- **What is expected**: Filter the records below, copying every line that contains the word "waterfront". Matching is case-sensitive.

- **Records**:
______________________________

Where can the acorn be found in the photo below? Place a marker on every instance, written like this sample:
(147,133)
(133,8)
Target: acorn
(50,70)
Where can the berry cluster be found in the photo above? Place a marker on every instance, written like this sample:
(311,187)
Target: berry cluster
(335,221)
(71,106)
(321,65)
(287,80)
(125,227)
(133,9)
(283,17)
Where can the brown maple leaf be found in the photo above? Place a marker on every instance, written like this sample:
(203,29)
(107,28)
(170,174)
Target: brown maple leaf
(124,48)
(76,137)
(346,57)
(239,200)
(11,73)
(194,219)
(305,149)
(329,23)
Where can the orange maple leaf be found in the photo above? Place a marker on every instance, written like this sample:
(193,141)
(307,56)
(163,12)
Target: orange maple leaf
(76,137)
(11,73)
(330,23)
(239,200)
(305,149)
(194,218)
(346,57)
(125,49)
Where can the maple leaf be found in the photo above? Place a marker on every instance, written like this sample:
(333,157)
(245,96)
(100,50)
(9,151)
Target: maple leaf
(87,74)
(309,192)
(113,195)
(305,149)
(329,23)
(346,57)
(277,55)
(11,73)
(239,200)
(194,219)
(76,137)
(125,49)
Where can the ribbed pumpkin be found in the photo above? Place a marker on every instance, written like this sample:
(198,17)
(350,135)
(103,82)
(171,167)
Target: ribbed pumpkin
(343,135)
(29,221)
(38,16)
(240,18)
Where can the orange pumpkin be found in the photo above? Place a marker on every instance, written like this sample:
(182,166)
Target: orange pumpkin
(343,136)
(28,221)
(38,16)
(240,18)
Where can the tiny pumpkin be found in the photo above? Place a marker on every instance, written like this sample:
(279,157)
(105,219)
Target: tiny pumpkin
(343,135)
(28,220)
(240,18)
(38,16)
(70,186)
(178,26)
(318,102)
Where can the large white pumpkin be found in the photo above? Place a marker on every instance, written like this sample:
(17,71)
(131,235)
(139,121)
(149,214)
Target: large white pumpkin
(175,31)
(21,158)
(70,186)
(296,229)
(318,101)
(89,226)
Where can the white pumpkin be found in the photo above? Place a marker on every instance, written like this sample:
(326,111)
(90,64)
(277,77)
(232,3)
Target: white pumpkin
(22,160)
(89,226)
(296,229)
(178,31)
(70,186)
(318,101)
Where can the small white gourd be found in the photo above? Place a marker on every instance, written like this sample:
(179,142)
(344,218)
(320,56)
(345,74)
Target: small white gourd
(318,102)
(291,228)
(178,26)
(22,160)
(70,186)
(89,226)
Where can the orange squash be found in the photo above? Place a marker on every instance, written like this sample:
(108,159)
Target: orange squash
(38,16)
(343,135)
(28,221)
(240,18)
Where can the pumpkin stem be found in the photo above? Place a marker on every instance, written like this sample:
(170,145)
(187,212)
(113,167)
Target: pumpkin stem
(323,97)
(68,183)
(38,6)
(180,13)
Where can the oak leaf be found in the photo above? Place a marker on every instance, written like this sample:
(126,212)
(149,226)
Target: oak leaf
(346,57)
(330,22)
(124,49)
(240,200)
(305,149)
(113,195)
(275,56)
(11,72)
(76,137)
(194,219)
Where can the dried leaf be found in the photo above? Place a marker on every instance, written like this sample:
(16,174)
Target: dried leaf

______________________________

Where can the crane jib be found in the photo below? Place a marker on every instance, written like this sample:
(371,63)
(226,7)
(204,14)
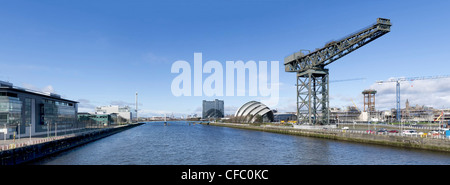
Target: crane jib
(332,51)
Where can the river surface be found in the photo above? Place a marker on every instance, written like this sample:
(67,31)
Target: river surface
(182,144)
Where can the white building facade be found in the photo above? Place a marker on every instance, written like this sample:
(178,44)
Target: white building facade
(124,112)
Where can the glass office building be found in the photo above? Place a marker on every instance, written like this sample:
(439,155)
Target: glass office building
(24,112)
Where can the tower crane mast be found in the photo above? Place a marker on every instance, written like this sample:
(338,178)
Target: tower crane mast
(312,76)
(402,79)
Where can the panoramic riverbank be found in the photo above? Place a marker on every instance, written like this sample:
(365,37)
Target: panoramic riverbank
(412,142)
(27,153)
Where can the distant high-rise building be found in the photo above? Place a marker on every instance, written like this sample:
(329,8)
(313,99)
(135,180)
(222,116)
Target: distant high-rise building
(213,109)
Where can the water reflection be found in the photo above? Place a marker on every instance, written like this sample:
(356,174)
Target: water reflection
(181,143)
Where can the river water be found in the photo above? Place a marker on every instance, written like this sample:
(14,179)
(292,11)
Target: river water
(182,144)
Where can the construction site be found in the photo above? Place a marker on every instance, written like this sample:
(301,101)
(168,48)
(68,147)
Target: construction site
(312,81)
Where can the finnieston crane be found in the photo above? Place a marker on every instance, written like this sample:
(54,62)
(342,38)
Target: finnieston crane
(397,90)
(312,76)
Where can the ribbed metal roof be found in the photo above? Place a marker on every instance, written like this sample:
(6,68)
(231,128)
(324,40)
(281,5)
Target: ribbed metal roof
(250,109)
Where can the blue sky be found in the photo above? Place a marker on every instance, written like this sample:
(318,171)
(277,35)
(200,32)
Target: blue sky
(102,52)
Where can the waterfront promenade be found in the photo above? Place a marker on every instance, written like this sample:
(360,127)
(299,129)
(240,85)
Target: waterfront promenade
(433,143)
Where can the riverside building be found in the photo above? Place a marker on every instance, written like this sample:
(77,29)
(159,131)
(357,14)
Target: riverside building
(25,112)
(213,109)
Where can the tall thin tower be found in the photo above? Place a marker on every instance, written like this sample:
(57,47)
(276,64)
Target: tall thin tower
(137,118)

______________________________

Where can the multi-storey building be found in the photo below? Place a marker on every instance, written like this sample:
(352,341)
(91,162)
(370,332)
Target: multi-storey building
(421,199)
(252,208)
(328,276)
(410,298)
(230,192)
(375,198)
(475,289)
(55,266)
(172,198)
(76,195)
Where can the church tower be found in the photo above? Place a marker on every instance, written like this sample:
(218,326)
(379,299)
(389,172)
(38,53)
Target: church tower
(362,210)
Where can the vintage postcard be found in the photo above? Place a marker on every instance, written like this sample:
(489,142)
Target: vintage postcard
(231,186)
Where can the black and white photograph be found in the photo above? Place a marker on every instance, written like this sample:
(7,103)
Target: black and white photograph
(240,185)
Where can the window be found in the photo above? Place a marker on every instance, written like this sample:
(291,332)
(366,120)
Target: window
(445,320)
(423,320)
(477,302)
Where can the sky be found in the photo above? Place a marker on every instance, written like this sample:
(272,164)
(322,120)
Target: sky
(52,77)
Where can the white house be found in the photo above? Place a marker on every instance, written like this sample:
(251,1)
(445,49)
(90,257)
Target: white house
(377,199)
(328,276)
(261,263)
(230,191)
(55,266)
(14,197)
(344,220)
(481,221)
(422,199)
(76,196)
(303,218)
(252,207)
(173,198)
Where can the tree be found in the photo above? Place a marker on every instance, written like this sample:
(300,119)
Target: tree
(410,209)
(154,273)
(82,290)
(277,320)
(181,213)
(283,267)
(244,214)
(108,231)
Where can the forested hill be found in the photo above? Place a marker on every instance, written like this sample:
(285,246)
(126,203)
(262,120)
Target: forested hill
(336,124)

______________________________

- **Correct output**:
Where can the waterfront promenade be found in the photo above? Place a marker on every instance, written like this sample:
Target: waterfront promenade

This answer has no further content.